-- SELECTION --
━━━━━━━━
On June 7, a panel assembled for the Energy Bar Association’s spring meeting in Washington D.C. focused on gas pipeline safety issues in an era of unusually high regulatory activity and accompanying uncertainty. The dialogue also took place in a week of relevant Congressional action (the House passed a Pipeline Safety Act reauthorization bill on June 8, see adjacent article), and at a time when the industry is entering the home stretch in preparing comments (due in early July) on a major PHMSA notice of proposed rulemaking (NOPR) to implement statutory mandates dating from 2011.
The program’s panelists were:
- Susan Olenchuk – Partner, Van Ness, Feldman LLP;
- Robin Rorick – Group Director, Midstream and Industry Operations, American Petroleum Institute (API);
- Elke Hodson – Office of Climate, Environment, and Efficiency/Energy Policy and Systems Analysis, U.S. Department of Energy (DOE); and
Karol Newman, a partner at Wilkinson Barker Knauer, served as the panel’s moderator.
Pipeline Safety Act: Past Implementation and Rising Concerns about “Legacy” Pipe. Olenchuk kicked off the discussion by backgrounding the audience on the Pipeline Safety Act, underscoring that this law, dating from 1968, comes up for reauthorization every 4-5 years and is typically amended on those occasions by Congress. As an example of a “federal-state partnership,” the statutory scheme calls for implementation by state agency employees, subject to “oversight” by federal personnel.
━━━━━━━━
-- WHAT IS ASKED --
Continue the pipeline safety panel account from its final sentence onward. The items that follow have no connection to the text on the pipeline safety panel.
━━━━━━━━
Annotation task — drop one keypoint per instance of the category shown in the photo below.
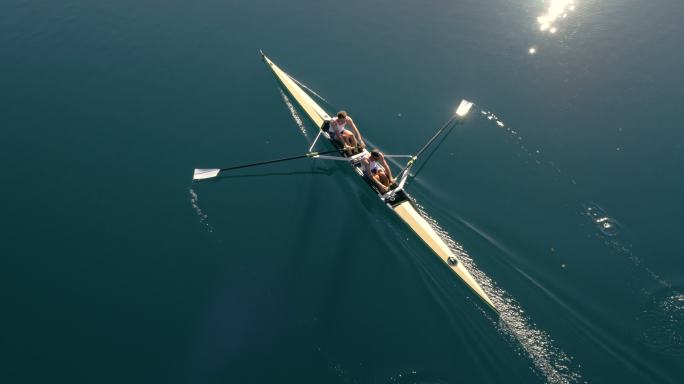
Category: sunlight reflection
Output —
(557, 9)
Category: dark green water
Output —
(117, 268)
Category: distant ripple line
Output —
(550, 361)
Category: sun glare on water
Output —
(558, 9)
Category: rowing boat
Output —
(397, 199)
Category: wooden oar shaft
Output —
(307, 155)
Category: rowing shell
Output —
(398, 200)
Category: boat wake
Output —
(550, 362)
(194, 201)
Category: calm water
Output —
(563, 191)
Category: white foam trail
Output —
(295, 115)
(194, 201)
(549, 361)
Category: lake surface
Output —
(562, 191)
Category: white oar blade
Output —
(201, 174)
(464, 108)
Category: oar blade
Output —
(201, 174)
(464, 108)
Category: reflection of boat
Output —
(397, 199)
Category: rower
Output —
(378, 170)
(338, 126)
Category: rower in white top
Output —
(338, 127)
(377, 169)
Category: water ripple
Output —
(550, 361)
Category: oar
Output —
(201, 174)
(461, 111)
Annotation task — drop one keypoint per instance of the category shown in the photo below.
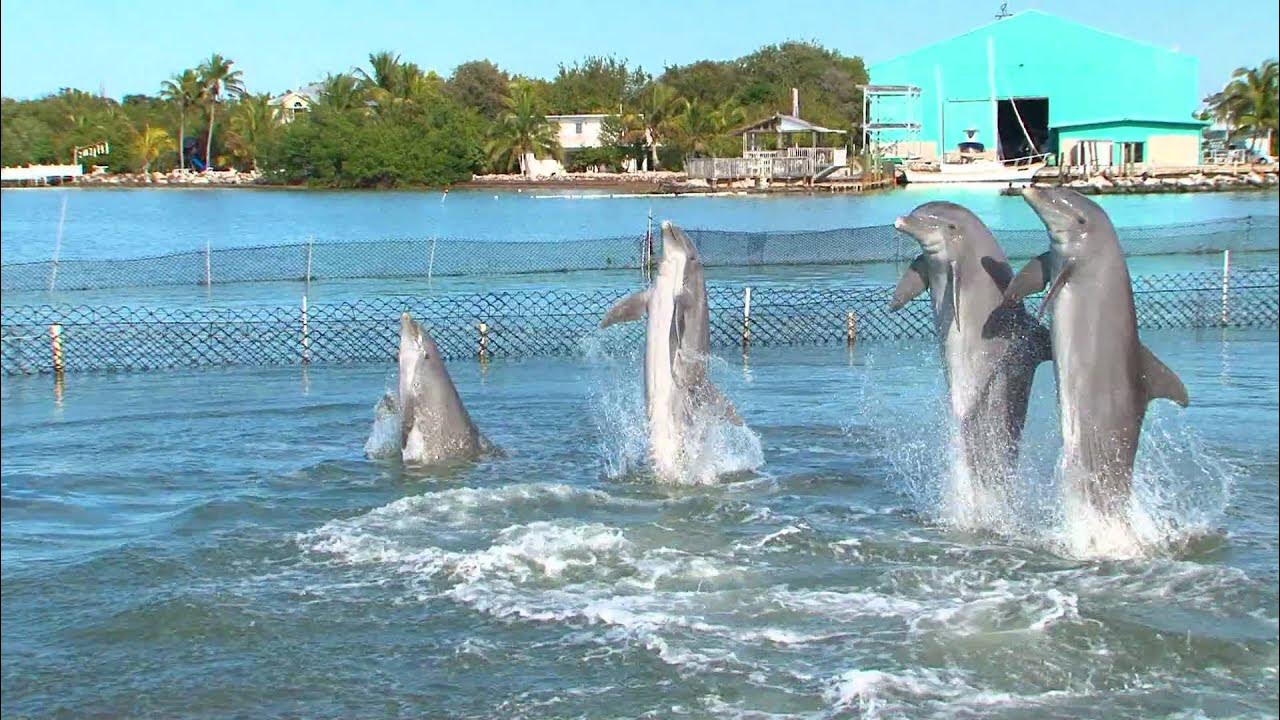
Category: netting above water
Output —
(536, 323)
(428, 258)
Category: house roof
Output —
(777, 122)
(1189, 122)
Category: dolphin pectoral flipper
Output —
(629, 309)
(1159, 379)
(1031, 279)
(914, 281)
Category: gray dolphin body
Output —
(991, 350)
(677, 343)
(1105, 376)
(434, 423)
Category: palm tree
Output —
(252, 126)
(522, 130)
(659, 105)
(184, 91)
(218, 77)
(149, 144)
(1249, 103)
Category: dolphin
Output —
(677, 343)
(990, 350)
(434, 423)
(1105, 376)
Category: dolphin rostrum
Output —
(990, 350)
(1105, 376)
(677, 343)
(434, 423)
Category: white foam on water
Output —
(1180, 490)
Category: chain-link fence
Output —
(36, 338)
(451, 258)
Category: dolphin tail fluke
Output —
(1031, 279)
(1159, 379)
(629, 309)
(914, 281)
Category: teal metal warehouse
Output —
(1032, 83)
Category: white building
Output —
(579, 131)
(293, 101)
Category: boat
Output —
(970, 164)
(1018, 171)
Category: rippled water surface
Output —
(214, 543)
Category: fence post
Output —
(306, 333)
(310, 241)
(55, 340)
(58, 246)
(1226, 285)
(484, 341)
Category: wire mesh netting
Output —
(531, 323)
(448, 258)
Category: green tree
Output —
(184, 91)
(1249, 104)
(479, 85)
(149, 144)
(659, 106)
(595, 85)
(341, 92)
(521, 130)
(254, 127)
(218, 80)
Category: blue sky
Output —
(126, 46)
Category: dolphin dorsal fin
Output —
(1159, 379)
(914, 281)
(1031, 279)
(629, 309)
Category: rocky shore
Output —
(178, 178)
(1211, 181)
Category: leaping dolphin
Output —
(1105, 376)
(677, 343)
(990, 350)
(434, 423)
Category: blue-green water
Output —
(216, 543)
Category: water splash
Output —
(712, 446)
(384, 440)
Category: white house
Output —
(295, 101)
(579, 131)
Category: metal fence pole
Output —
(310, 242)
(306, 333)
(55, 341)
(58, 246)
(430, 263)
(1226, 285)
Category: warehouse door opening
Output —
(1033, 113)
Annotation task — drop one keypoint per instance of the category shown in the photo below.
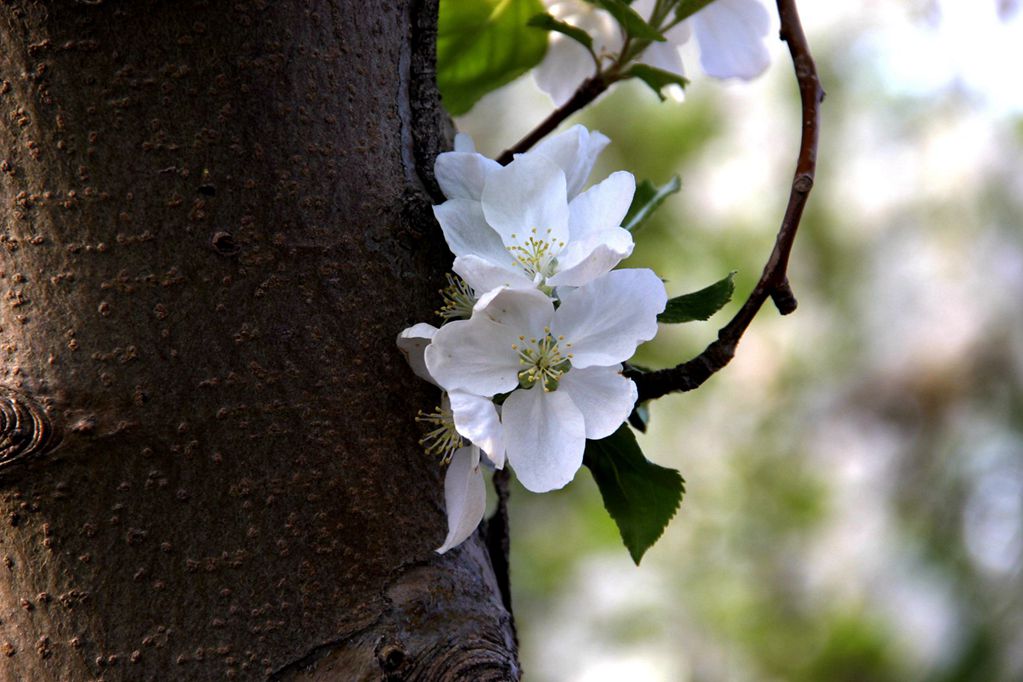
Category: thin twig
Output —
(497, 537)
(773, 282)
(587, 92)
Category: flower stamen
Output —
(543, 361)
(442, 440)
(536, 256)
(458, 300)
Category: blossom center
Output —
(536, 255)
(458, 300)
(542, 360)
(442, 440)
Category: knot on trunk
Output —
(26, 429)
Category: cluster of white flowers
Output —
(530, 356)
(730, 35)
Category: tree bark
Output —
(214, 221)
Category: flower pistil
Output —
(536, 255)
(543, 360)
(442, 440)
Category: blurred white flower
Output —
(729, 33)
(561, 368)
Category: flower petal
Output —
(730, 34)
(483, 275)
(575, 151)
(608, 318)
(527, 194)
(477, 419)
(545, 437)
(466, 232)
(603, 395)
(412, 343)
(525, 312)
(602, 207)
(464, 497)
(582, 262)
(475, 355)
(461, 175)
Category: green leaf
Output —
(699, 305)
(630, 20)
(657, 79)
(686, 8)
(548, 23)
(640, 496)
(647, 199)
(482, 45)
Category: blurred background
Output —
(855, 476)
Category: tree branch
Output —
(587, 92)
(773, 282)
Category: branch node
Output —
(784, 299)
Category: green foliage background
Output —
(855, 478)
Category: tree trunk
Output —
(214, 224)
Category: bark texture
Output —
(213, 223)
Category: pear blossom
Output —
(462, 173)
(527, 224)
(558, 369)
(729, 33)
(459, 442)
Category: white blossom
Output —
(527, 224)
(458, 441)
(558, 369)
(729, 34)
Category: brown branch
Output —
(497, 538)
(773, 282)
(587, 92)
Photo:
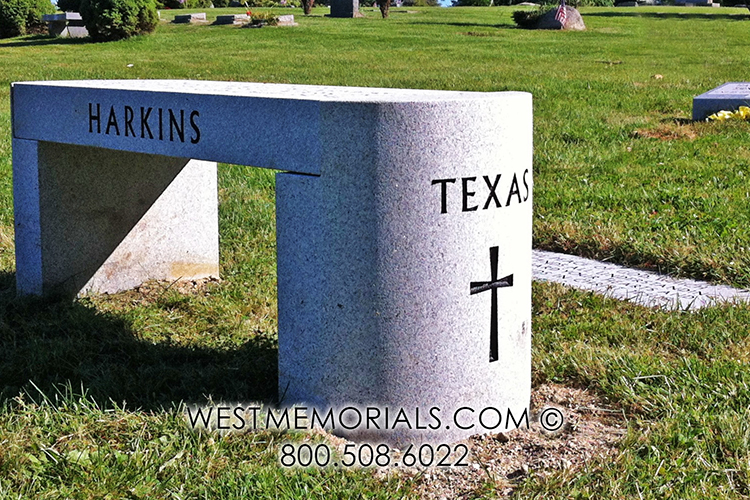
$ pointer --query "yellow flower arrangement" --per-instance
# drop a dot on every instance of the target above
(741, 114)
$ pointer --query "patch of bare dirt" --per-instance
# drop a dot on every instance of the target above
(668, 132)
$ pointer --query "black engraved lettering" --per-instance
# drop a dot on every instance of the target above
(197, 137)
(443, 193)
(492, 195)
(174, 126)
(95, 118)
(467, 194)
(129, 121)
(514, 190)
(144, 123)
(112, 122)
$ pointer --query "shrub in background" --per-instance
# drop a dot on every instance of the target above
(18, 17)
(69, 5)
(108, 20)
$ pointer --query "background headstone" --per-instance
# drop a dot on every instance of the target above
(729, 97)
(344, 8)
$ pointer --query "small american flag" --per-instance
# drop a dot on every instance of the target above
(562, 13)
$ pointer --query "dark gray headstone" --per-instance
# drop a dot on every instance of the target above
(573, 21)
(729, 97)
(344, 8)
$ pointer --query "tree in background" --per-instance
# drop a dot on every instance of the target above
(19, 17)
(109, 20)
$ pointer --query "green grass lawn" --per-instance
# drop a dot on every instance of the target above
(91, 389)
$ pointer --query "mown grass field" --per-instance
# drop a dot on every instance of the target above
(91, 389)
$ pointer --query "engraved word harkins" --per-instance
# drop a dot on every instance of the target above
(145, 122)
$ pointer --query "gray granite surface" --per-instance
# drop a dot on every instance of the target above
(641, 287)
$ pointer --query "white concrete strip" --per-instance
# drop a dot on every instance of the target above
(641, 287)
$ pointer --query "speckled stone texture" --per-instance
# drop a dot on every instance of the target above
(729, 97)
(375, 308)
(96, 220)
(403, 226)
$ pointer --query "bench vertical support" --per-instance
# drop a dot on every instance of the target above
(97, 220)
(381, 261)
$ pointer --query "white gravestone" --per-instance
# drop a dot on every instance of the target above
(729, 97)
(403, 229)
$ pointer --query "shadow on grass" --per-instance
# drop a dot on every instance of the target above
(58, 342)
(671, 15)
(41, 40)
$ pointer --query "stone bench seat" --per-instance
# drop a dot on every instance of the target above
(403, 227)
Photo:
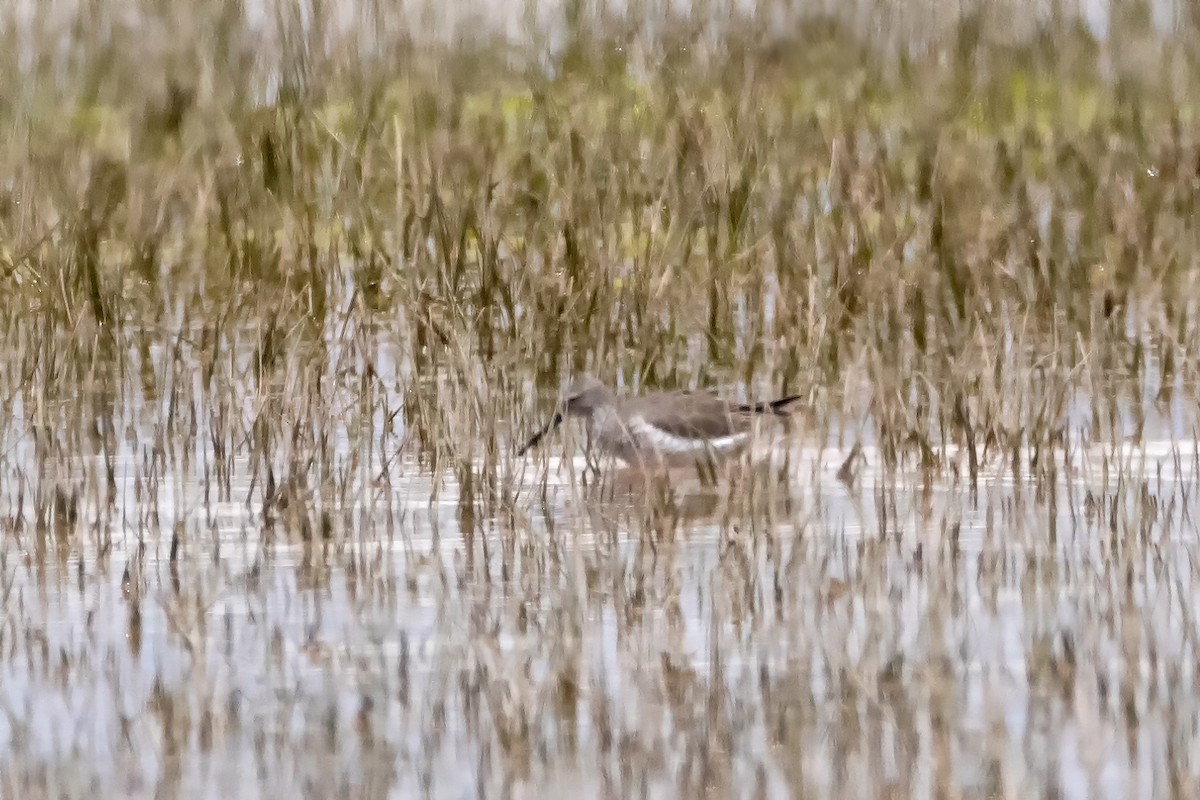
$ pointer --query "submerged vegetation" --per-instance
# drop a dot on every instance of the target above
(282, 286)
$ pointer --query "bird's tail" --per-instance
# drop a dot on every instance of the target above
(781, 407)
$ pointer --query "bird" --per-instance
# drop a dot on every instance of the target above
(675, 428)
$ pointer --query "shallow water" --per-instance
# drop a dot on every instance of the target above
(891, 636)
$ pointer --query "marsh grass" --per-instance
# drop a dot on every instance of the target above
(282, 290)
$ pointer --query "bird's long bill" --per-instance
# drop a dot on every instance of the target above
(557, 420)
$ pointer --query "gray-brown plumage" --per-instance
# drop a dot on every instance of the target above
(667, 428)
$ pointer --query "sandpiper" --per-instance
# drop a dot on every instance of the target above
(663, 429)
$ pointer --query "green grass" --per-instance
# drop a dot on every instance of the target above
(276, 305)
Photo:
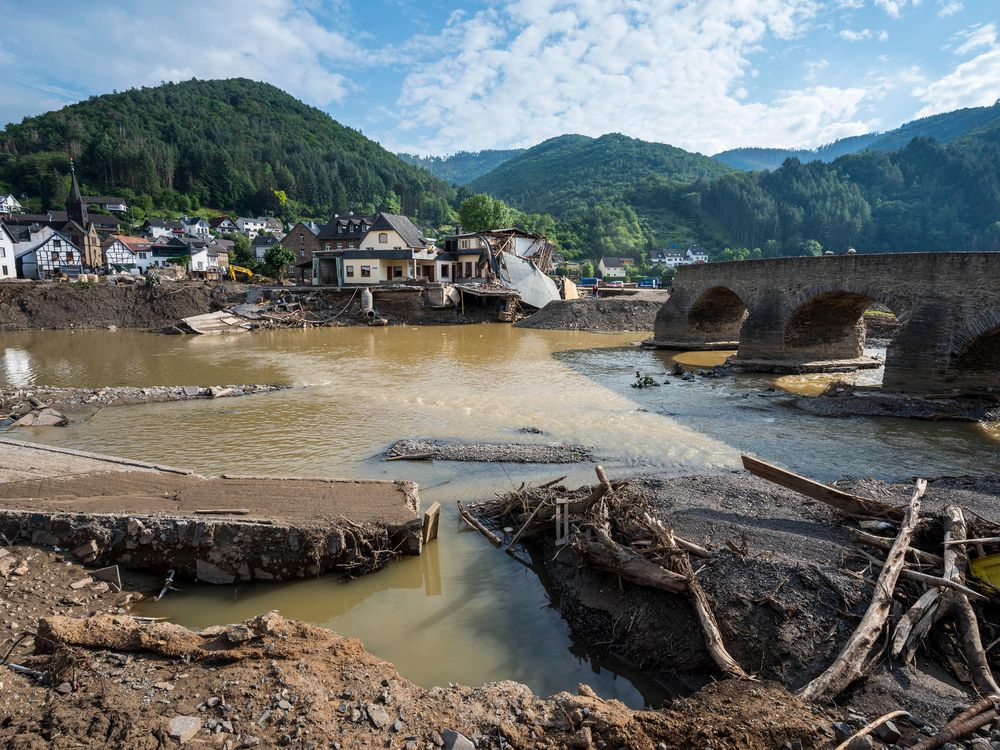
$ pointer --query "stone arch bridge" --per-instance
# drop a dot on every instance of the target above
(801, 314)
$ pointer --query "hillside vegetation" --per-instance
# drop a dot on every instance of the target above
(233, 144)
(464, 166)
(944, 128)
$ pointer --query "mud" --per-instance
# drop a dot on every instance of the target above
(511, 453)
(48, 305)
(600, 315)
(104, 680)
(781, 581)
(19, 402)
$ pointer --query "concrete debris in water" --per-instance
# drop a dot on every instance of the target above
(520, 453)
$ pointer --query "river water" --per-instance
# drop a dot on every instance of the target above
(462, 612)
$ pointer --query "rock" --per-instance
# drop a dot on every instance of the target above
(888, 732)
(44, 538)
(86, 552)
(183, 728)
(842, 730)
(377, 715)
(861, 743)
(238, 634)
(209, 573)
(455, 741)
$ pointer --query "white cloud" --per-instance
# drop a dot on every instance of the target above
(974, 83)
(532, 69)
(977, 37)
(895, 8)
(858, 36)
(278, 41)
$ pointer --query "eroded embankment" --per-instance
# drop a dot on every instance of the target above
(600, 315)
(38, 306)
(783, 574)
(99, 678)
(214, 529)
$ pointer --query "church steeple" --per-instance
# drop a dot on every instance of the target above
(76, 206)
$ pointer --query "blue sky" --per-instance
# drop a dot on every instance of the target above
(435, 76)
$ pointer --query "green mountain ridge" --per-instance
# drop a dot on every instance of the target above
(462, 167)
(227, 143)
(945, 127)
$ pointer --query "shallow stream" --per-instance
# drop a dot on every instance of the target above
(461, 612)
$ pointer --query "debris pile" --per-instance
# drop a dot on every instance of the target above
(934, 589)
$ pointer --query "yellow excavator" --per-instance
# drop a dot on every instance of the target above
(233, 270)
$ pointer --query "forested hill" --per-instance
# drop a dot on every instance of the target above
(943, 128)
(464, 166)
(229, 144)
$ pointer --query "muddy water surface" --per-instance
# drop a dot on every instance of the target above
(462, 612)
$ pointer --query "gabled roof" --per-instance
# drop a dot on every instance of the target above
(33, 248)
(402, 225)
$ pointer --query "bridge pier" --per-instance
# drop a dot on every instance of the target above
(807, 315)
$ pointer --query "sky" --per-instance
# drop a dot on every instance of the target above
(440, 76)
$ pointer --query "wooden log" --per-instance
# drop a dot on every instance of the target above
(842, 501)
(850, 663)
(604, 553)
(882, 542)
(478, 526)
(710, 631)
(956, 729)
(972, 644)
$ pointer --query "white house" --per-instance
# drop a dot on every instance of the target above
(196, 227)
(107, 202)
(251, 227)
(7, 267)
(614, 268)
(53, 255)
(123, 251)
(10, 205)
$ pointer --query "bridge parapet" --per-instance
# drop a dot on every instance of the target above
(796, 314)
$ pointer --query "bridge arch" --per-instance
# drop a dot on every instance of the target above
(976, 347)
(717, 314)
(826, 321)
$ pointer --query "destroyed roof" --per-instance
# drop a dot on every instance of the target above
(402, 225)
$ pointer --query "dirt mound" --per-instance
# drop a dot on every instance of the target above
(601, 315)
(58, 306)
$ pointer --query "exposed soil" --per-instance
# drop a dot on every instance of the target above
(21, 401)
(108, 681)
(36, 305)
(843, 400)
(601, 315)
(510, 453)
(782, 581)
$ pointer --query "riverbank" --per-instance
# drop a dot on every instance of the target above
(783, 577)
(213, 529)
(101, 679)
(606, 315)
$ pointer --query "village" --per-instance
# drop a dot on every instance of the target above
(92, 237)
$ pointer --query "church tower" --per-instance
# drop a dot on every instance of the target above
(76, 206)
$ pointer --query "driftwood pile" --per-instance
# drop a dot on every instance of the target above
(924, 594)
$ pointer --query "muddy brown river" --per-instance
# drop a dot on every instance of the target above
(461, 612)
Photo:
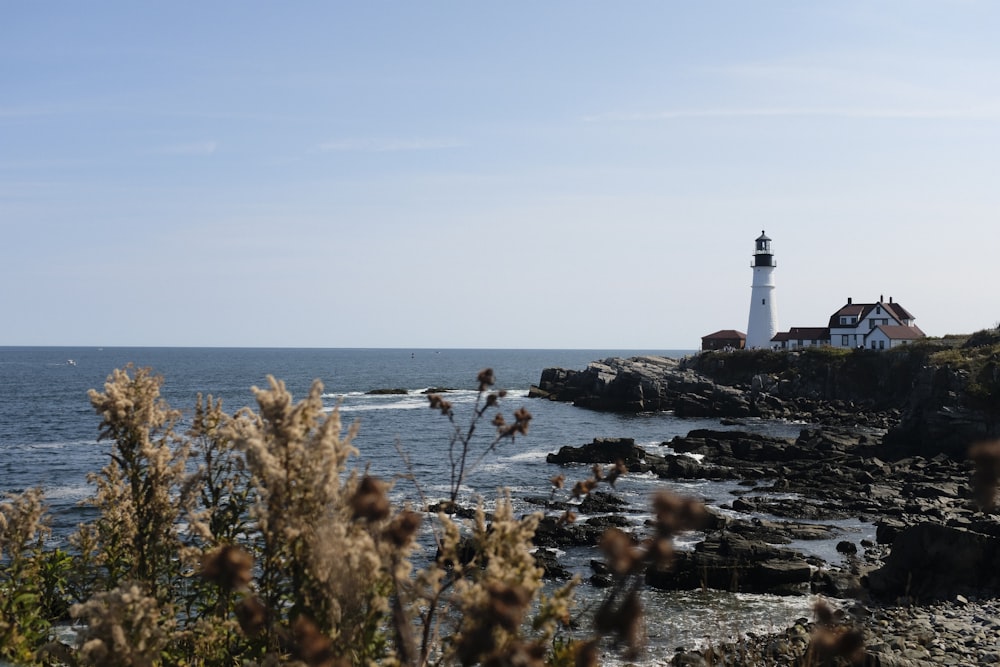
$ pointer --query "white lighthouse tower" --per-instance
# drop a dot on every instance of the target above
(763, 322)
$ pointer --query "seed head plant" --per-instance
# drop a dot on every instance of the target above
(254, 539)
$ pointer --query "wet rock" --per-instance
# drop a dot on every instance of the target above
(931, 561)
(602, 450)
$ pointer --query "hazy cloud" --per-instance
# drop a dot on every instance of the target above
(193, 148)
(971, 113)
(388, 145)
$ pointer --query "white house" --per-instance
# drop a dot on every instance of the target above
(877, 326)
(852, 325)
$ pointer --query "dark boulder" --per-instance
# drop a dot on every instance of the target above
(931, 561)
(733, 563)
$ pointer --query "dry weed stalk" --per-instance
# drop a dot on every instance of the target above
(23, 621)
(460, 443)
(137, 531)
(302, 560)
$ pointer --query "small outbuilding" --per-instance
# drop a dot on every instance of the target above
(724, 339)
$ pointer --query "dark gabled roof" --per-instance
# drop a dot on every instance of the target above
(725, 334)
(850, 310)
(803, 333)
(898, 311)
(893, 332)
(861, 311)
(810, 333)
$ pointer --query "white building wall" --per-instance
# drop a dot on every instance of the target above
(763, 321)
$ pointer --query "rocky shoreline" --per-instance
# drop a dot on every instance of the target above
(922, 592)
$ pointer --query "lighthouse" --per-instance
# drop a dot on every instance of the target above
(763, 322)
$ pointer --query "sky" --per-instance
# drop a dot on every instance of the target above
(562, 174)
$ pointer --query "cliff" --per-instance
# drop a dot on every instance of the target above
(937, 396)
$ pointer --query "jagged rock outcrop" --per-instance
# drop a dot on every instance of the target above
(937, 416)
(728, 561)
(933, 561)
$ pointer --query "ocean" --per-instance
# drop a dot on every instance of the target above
━━━━━━━━
-- FINAL RESULT --
PHMSA’s jurisdictional grant under the Act is especially broad; unlike FERC’s Natural Gas Act jurisdiction, which is confined to pipelines engaging in “interstate commerce,” PHMSA’s jurisdiction is applicable to pipelines “in or affecting” interstate commerce, thereby sweeping in not only interstate systems but also intrastate pipelines, gathering lines, distribution lines, and underground storage facilities. However, noted Olenchuk, PHMSA has not exerted the full extent of its statutory authority; still, it is “very broad,” covering about 2.6 million miles of line.
With respect to PHMSA’s primary work product – safety regulations (the first set of which was adopted in 1970) – Olenchuk stressed an important distinction between new and existing pipelines. The design, construction, installation, testing, and initial inspection regulations did not apply to existing pipelines. Nonetheless, PHMSA is concerned about the “unseen” or “legacy” systems – in other words, the pipe that was installed prior to 1970. Its concerns range from previously undetected manufacturing and construction defects and “problematic” materials and construction methods to the general challenges of “aging infrastructure.” The scope of the “legacy” issue is considerable, since over 60% of the pipelines in this country were built before the 1970 onset of PHMSA’s oversight, Olenchuk reported.
PHMSA’s concern is also directed at a new facet of the industry – namely, the “proliferation” of gathering infrastructure built in the last decade to serve the multiregional gas shale plays. Olenchuk added that the agency’s agenda is further influenced by major accidents, along with attention from Congress, the DOT’s Inspector General, the National Transportation Safety Board (NTSB), and the media, among other pressures.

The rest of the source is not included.